— Aufgaben —
1) Gib den Text über E-Fuels von „Doch der österreichische“ bis einschließlich „Auto fahren dürfen.“ wortgetreu wieder.
2) Nenne alle Begründungen, die der erste Absatz im Text über E-Fuels für und gegen E-Fuels anführt.
3) Schreib den Text über E-Fuels im Anschluss an seinen letzten Satz weiter.

— Textauszug —
Doch der österreichische Autogipfel kam zu spät, um noch Geistesblitze hervorzubringen, die unsere nördlichen Nachbarn nicht schon gehabt und wochenlang politisch vorgekostet hätten. Die Positionen sind bezogen: E-Fuels nein, weil teuer, und es gibt zu wenig. E-Fuels ja, weil Technologieoffenheit und so.

In klimapolitischen Diskussionen steht natürlich selten das Klima im Mittelpunkt, sondern vielmehr die Lust an der eigenen Position. Die Fans des Verbrenners wischen die Prognose des Potsdam-Instituts für Klimafolgenforschung, die bis 2035 keine nennenswerten Produktionskapazitäten für E-Fuels sieht, lässig vom Tisch. Sie sind zuversichtlich, dass die Mengen schon irgendwo herkommen werden, und wittern endlich eine schnurrende Alternative zum verhassten Elektromotor. Ein richtiger Österreicher wird ja wohl noch ein richtiges Auto fahren dürfen.

Steile Lernkurveneffekte

Um die technischen Aspekte kommt man aber leider nicht herum. E-Fuels sind in der Tat teuer und die benötigten Mengen erst einmal nicht da. Zwar gibt es bei neuen Technologien oft beeindruckende Lernkurveneffekte: Lithium-Ionen-Akkus sind seit ihrer Markteinführung um über 90 Prozent billiger geworden; auch bei Solarmodulen war das zu beobachten. Solche Effekte entstehen nicht durch intensives Nachgrübeln im Labor oder bei politischen Gipfeltreffen, sondern während Unternehmen ihre neuen Produkte in den Markt prügeln und um Kundinnen und Kunden ringen. Doch Hand aufs Herz: Die genannten Lernkurveneffekte haben Jahrzehnte gebraucht. Zeit, die wir jetzt nicht mehr haben. Für eine Anlage, die im Jahr 2035 relevante Mengen herstellen soll, müsste der erste Spatenstich bald gemacht werden.

— Datenauszug —
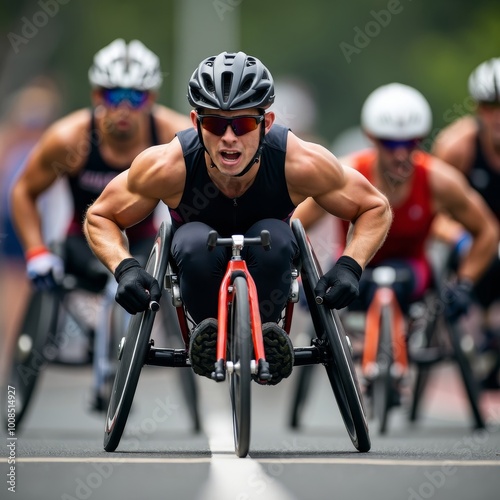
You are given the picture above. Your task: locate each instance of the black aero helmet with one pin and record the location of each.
(231, 81)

— Lösungen —
1)
Doch der österreichische Autogipfel kam zu spät, um noch Geistesblitze hervorzubringen, die unsere nördlichen Nachbarn nicht schon gehabt und wochenlang politisch vorgekostet hätten. Die Positionen sind bezogen: E-Fuels nein, weil teuer, und es gibt zu wenig. E-Fuels ja, weil Technologieoffenheit und so.

In klimapolitischen Diskussionen steht natürlich selten das Klima im Mittelpunkt, sondern vielmehr die Lust an der eigenen Position. Die Fans des Verbrenners wischen die Prognose des Potsdam-Instituts für Klimafolgenforschung, die bis 2035 keine nennenswerten Produktionskapazitäten für E-Fuels sieht, lässig vom Tisch. Sie sind zuversichtlich, dass die Mengen schon irgendwo herkommen werden, und wittern endlich eine schnurrende Alternative zum verhassten Elektromotor. Ein richtiger Österreicher wird ja wohl noch ein richtiges Auto fahren dürfen.

2)
- teuer (dagegen)
- es gibt zu wenig (dagegen)
- Technologieoffenheit (dafür)

3)
Die Preisfrage

Aber als Totschlagargument für ein Verbrennerverbot reicht diese technische Betrachtung nicht. Mag sein, dass Ingenieure angesichts des Wirkungsgrads von E-Fuels Lachkrämpfe bekommen. Aber dabei wird regelmäßig auf ökonomische Effizienz vergessen: Wer Ladesäulen nur aus dem Fernsehen kennt und deshalb kein Elektroauto möchte, könnte doch bereit sein, den höheren Preis für E-Fuels zu zahlen. Und wenn nicht, dann erledigt sich die Sache von selbst. Es ist ja rührend, wie sich nun alle um Reedereien und Airlines sorgen, weil ihnen die Autofahrerinnen und Autofahrer die E-Fuel-Preise nach oben treiben könnten. Was wäre daran eigentlich falsch? Als Verteilungsmechanismus für eine knappe Ressource haben sich Preise noch immer bewährt. Gerade weil E-Fuels so knapp sind, können sie für niemanden von vornherein reserviert sein. Die Haselnussernte des Jahres 2035 ist übrigens auch noch niemandem versprochen.

"Wenn es der britischen Beamtenschaft damals oblegen hätte, vorab über die Zukunftsfähigkeit der Dampfmaschine zu befinden, dann würden wohl auch an österreichischen Flüssen heute noch die Wasserräder knattern."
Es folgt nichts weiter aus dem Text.